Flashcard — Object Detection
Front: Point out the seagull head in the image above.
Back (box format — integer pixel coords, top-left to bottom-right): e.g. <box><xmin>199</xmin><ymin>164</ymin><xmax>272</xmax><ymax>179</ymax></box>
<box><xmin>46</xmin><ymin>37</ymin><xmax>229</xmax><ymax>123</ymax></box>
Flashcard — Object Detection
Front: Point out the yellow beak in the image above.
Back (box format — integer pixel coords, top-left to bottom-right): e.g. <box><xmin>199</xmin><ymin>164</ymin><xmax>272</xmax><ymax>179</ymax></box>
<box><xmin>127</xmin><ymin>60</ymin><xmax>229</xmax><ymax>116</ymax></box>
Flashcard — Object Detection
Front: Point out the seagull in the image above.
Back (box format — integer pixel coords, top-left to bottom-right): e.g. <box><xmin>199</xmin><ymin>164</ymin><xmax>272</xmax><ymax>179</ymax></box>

_ _ _

WHAT THE EXERCISE ASKS
Rewrite all the items above with "Point out" swapped for "Locate" throughout, changing nothing else.

TASK OUTPUT
Flashcard — Object Detection
Front: Locate the seagull head in the image above.
Back (box format — integer pixel coords, top-left to bottom-right): e.g. <box><xmin>199</xmin><ymin>164</ymin><xmax>272</xmax><ymax>179</ymax></box>
<box><xmin>46</xmin><ymin>37</ymin><xmax>229</xmax><ymax>123</ymax></box>
Flashcard — Object Detection
Front: Locate the yellow beak in the image above.
Back (box format — integer pixel coords, top-left to bottom-right): e.g. <box><xmin>199</xmin><ymin>164</ymin><xmax>272</xmax><ymax>179</ymax></box>
<box><xmin>127</xmin><ymin>60</ymin><xmax>229</xmax><ymax>116</ymax></box>
Flashcard — Object Detection
Front: Locate the seagull in the image above.
Back (box format — integer pixel coords, top-left to bottom-right): e.g. <box><xmin>199</xmin><ymin>164</ymin><xmax>272</xmax><ymax>179</ymax></box>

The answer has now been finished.